──────── Data shown

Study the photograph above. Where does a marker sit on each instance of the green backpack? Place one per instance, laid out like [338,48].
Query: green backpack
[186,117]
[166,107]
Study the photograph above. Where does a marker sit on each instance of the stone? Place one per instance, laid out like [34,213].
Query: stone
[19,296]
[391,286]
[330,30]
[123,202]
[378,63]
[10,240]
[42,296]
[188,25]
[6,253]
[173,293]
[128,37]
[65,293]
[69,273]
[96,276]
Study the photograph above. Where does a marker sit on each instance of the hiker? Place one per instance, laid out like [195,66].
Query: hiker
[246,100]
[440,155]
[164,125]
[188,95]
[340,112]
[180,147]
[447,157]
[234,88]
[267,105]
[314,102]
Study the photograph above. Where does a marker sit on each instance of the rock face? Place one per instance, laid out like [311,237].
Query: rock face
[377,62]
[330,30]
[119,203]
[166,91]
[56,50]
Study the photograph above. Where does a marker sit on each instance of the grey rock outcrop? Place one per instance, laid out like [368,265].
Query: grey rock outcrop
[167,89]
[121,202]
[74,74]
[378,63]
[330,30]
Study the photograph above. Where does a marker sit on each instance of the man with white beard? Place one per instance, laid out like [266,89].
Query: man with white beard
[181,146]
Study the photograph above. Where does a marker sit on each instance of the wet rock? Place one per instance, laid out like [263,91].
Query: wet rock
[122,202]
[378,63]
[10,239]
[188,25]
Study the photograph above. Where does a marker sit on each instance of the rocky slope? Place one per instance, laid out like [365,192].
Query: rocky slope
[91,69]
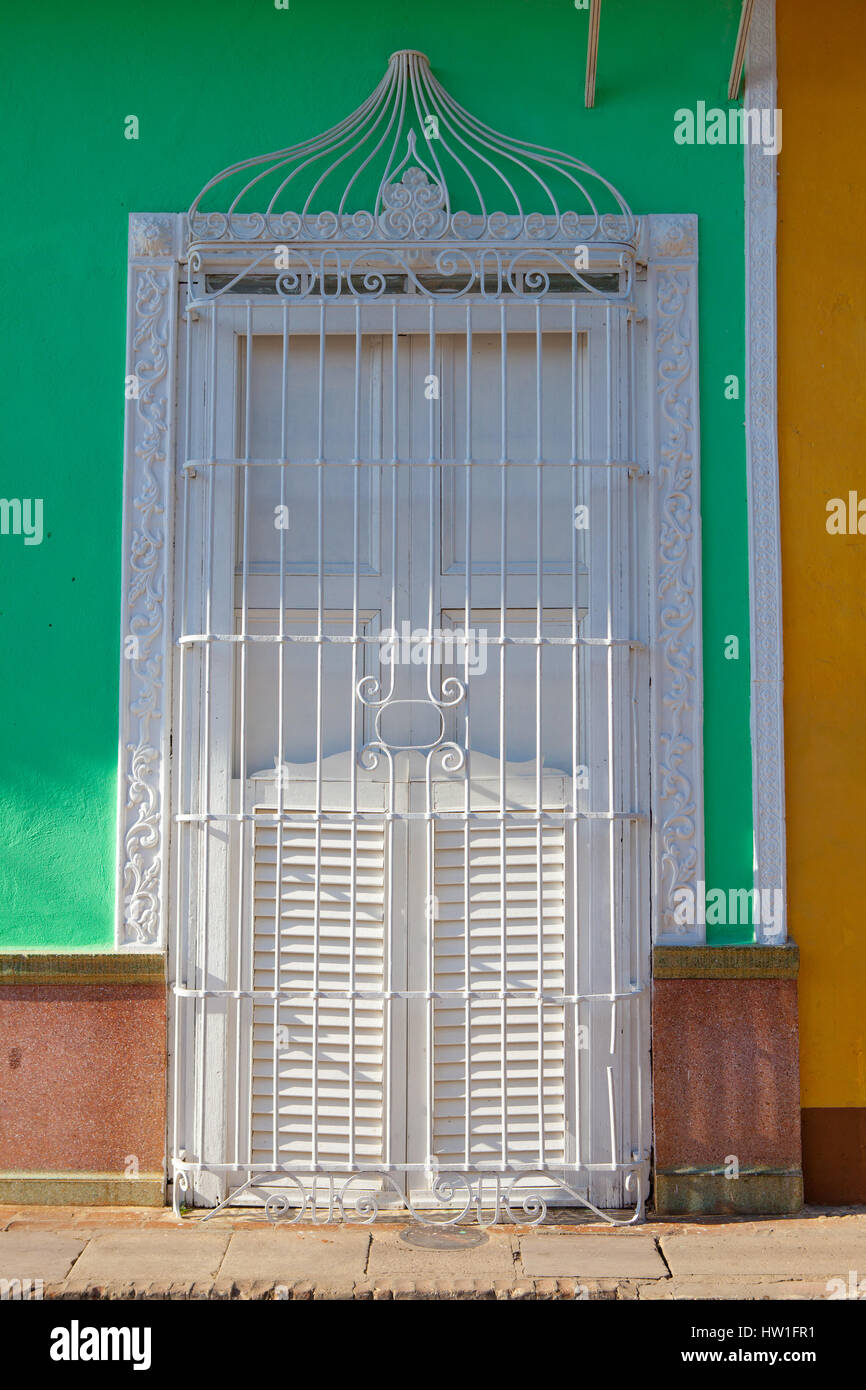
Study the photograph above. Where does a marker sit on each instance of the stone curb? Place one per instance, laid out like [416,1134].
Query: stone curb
[363,1290]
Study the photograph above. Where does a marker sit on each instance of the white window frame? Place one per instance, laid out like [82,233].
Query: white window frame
[157,263]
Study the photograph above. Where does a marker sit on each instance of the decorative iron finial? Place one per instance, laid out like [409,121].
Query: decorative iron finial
[412,164]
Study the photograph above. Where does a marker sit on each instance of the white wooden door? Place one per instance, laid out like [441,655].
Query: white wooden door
[413,905]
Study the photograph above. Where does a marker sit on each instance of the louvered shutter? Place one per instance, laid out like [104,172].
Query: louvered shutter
[501,1065]
[319,1064]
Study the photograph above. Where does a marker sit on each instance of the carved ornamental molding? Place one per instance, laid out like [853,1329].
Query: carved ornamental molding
[677,673]
[145,708]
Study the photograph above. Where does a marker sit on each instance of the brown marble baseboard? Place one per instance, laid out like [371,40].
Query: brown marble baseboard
[726,1080]
[66,968]
[684,1193]
[834,1155]
[82,1077]
[82,1190]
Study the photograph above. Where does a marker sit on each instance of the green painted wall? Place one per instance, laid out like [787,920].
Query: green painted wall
[218,81]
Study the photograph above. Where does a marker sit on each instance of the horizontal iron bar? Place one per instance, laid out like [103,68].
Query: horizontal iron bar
[382,995]
[376,640]
[628,464]
[310,818]
[433,1169]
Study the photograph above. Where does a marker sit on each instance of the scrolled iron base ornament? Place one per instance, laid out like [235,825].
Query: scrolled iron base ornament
[487,1197]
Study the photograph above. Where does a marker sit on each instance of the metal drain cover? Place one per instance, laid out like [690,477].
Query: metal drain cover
[444,1237]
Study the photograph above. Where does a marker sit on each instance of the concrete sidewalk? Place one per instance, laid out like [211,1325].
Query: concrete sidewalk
[141,1253]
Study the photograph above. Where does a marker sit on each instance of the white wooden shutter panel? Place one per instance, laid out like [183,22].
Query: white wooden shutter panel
[324,1083]
[499,1066]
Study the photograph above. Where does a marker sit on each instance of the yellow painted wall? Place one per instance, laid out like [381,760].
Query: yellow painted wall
[822,344]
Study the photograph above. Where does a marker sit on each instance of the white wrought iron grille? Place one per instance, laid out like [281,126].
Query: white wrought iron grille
[410,861]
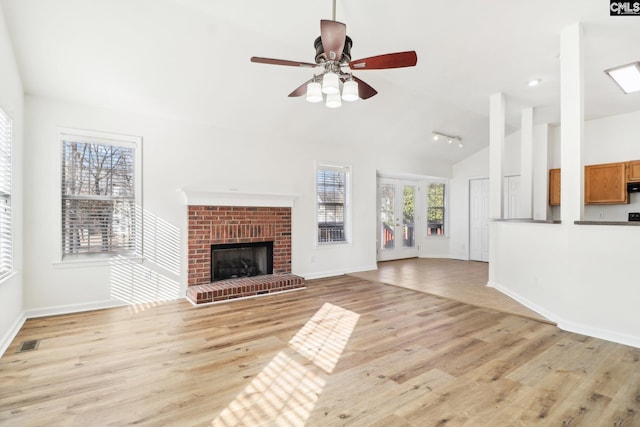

────────────────

**Description of the task**
Rewrite the rows from the line containing "out like [103,68]." through the end of the rows, replacing "marker" with "pin" and leaving everything else unchanged. Omit the pictures from your answer.

**Correct output**
Study the photograph above. Where does a pin sit on each instance of the horizontal iron bar? Place one per instance, laid out like [103,68].
Query: horizontal iron bar
[382,995]
[376,640]
[628,464]
[310,818]
[433,1169]
Study the photograph above. Where does a pin sit on each instance of the scrolled iron base ornament? Place one per instance, laid out like [235,825].
Query: scrolled iron base ornament
[487,1197]
Study the photograph above. Where does a pin sit on each instance of the metal drain cover? Place one per instance, laid out like [690,477].
Query: metal drain cover
[444,1237]
Study the photograph above. Where does a pin sit on each instance of the concrete sidewalk? Place one per instance, laid out like [211,1325].
Query: concrete sidewalk
[141,1253]
Study the photograph above. Where does a pin sit on each instance of the white wooden shutter panel? Place one per instance, laid out like [183,22].
Query: white wooden shutter panel
[324,1083]
[499,1066]
Study the photograph above. Where does a pin sit on each instance of the yellow painted wall? Place one per instance, laid out like [381,760].
Query: yellow painted wall
[822,344]
Study the photograph above. Where does a pin sit on each instance of the white wrought iron grille? Place one per instance, laid out like [281,126].
Query: white wrought iron grille
[410,861]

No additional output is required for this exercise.